Wherever "wall" appears in the records below, copy the line that holds it.
————————
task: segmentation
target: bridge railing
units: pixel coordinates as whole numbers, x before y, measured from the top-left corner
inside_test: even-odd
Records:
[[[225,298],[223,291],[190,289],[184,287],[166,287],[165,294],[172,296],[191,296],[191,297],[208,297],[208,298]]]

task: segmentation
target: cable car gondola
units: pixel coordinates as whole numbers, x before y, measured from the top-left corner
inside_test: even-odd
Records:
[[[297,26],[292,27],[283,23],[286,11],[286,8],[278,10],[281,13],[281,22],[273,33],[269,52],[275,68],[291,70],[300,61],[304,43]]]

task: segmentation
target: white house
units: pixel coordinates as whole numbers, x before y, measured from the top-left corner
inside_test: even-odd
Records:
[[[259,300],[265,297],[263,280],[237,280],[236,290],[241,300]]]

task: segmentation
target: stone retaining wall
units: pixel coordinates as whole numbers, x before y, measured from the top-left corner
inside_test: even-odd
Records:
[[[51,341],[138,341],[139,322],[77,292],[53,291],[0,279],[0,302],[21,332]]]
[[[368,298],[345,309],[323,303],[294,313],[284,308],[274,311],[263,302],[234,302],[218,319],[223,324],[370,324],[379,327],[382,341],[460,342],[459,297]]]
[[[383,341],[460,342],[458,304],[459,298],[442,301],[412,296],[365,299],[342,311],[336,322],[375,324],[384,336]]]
————————
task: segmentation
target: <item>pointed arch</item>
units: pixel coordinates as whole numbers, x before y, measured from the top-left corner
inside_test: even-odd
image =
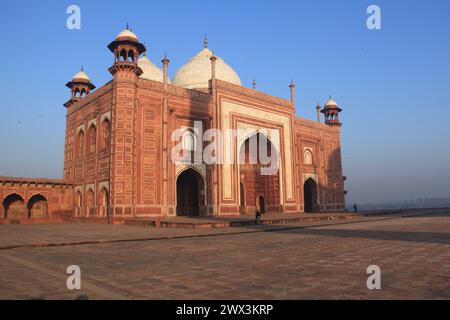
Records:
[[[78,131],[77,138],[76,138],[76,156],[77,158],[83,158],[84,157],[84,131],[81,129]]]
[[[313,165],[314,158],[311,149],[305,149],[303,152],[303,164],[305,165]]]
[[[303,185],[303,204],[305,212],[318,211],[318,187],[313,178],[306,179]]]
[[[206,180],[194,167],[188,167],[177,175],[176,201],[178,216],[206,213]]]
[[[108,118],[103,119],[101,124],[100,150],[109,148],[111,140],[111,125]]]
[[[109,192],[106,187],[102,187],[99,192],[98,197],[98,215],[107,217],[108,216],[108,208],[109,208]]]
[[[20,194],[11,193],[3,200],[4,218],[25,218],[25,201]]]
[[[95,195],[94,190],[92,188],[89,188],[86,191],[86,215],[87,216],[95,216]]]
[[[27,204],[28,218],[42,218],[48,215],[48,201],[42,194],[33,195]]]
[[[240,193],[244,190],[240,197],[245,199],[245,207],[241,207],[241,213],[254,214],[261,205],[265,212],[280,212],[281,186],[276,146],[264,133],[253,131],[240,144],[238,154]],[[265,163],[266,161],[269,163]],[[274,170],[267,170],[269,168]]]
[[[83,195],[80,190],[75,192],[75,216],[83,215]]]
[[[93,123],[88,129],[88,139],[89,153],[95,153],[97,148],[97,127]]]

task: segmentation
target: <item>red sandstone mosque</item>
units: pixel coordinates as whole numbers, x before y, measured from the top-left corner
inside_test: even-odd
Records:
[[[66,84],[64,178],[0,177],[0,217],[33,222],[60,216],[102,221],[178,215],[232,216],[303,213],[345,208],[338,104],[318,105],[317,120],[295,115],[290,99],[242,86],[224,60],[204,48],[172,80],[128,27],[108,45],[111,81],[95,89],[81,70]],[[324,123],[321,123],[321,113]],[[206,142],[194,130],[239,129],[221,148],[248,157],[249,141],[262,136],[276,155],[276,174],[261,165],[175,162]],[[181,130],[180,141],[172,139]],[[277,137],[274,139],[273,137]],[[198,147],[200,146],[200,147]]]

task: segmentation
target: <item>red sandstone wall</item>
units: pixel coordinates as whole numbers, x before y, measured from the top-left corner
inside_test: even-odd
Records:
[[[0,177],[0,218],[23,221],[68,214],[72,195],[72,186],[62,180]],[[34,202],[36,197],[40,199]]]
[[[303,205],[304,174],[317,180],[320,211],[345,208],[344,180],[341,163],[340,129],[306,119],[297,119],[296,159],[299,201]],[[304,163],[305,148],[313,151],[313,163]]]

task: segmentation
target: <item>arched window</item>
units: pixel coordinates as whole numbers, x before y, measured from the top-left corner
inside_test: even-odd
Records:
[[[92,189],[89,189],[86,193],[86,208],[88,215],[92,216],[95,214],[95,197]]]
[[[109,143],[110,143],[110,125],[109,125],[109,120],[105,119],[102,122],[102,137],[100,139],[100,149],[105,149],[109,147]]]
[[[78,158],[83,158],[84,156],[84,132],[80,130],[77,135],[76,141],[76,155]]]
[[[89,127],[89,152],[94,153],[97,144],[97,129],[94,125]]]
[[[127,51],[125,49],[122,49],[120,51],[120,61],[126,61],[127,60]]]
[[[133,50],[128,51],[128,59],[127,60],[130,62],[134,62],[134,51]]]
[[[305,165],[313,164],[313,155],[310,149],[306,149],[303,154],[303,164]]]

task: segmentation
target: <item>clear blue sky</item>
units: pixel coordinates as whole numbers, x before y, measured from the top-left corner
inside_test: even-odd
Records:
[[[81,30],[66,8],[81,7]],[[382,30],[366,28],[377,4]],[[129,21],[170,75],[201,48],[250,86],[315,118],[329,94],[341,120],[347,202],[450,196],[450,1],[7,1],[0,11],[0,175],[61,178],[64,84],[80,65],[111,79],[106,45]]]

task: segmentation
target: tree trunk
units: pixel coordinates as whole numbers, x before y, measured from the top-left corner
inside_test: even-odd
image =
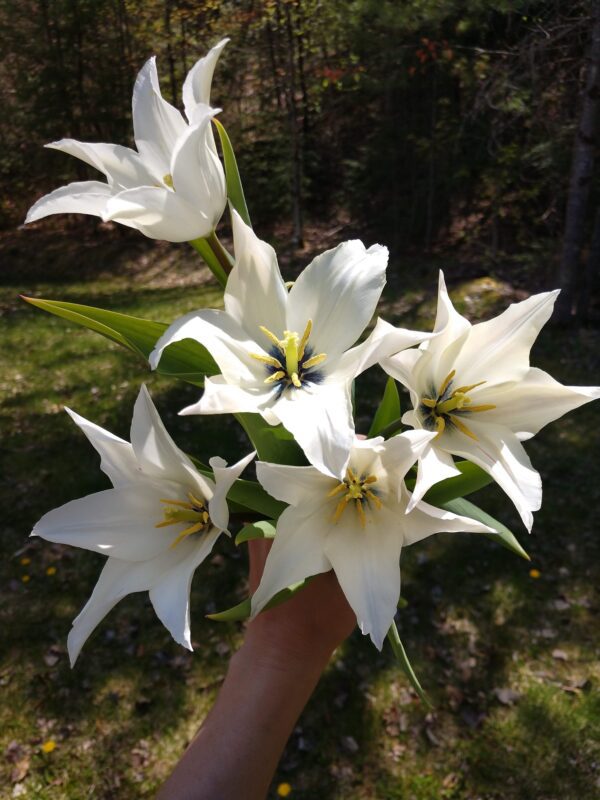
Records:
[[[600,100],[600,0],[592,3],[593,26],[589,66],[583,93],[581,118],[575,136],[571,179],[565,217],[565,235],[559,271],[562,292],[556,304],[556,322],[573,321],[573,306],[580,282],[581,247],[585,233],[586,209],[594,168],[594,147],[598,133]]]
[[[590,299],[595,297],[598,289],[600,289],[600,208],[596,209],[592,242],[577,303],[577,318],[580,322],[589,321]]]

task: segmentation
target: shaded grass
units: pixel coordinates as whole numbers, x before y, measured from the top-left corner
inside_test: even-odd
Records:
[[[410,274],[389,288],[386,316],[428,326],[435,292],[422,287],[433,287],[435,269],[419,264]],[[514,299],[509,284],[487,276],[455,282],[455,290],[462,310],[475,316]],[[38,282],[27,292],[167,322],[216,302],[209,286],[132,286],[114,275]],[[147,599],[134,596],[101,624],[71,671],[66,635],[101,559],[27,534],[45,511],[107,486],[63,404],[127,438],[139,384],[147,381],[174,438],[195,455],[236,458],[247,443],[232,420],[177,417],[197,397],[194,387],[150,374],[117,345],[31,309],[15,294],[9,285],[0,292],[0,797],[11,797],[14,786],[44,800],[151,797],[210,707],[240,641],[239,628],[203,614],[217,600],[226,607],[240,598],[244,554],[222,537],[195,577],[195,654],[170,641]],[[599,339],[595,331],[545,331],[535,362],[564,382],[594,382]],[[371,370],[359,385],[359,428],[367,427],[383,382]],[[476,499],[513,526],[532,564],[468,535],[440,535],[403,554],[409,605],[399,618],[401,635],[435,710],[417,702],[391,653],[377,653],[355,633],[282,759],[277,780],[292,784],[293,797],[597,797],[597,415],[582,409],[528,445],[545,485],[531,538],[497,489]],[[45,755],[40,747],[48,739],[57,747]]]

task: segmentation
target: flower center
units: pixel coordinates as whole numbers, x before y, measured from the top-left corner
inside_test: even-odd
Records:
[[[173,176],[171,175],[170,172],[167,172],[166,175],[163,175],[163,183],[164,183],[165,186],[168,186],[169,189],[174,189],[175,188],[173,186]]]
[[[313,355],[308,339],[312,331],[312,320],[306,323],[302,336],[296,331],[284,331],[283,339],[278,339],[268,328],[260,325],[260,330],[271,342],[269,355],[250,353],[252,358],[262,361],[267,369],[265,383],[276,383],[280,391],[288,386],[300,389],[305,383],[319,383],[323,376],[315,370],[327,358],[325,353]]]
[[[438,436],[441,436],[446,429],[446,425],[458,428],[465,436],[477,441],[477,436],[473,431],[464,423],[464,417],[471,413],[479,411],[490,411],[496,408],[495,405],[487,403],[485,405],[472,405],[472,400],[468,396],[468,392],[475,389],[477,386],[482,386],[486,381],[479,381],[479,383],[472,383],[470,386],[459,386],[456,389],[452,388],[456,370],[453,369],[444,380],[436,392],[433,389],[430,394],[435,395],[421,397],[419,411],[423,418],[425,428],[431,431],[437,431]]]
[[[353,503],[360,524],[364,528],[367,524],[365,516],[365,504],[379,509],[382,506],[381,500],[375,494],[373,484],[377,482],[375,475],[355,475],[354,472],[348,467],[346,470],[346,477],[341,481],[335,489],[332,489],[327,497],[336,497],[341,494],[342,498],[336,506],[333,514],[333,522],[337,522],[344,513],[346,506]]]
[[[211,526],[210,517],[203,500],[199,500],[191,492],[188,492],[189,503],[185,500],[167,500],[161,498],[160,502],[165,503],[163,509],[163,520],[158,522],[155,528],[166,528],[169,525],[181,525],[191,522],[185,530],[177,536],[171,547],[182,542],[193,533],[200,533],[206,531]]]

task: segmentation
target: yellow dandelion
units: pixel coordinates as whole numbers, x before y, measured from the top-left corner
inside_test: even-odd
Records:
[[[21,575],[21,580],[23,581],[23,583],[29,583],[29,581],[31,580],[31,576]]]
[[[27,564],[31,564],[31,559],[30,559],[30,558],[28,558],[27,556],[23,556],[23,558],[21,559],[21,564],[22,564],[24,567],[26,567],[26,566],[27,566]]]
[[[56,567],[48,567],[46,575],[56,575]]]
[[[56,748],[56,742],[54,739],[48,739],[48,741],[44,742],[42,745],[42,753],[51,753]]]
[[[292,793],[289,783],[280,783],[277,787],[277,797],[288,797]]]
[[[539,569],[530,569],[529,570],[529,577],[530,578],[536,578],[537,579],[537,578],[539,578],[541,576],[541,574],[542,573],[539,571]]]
————————
→ EXERCISE ANSWER:
target: stone retaining wall
target: <item>red sandstone wall</item>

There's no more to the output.